-- START Given data --

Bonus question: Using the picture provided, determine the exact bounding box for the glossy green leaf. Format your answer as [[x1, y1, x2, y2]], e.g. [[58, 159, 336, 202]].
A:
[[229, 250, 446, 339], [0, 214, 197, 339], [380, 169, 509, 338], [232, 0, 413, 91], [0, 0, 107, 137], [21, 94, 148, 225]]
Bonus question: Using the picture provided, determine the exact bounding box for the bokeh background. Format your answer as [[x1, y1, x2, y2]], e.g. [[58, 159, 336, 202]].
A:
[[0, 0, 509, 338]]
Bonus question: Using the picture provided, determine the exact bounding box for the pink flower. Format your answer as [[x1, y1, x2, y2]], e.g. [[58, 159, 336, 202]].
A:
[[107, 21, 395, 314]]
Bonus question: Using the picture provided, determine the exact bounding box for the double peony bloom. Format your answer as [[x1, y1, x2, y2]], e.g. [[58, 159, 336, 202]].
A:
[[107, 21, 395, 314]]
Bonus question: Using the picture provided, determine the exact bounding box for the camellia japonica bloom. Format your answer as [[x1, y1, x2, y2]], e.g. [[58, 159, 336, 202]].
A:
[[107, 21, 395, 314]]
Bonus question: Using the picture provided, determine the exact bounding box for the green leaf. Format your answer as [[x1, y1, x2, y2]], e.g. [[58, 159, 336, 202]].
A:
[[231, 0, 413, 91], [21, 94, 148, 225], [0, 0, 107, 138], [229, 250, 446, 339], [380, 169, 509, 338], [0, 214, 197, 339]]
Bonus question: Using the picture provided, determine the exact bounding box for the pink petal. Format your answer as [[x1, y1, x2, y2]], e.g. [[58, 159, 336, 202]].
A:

-- END Given data --

Please write out all of the material above again, requests included, and shift every bounding-box coordinate in the answers up by 59. Leave the numbers in the requests and their format samples as they are.

§ **Exercise answer**:
Bonus question: Using the picture provided, determine the exact bounding box for the glossy green leaf. Format your answer as [[x1, y1, x2, y2]], e.g. [[58, 159, 336, 202]].
A:
[[288, 309, 505, 398], [59, 273, 256, 398], [439, 228, 568, 397], [291, 59, 472, 150], [59, 59, 166, 196], [80, 153, 207, 284]]
Bonus question: Using the picture provided, determine the exact bounding box for the bokeh background. Format your answer as [[x1, y1, x2, y2]], e.g. [[58, 159, 336, 202]].
A:
[[59, 59, 568, 397]]
Bonus question: Using the picture provided, determine the exact bounding box for the pink flower. Format your answer as [[x1, y1, x2, y2]], e.g. [[58, 159, 336, 202]].
A:
[[166, 80, 454, 373]]
Bonus question: Using the picture provided, determine the exact bounding box for the double peony bloom. Format your answer as [[x1, y1, x2, y2]], e.g. [[58, 159, 336, 202]].
A:
[[166, 80, 454, 373]]
Bonus question: Using the picture provided, determine the exact bounding box for the camellia japonica bloom. Format your answer as [[x1, y1, x2, y2]], e.g. [[58, 159, 336, 202]].
A:
[[166, 80, 454, 373]]
Bonus question: Using the picture provided, determine the exact bounding box for the green leaf. Format your answer as [[x1, y1, x2, y2]], e.g. [[58, 159, 336, 202]].
A:
[[290, 59, 472, 150], [80, 153, 207, 284], [59, 59, 166, 197], [288, 309, 505, 398], [439, 228, 568, 397], [59, 273, 256, 398]]
Bonus question: Using the picture provided, determine the exact bounding box for the pink petal. Format your answer as [[x1, y1, x2, y2]], e.g. [[58, 159, 336, 202]].
A:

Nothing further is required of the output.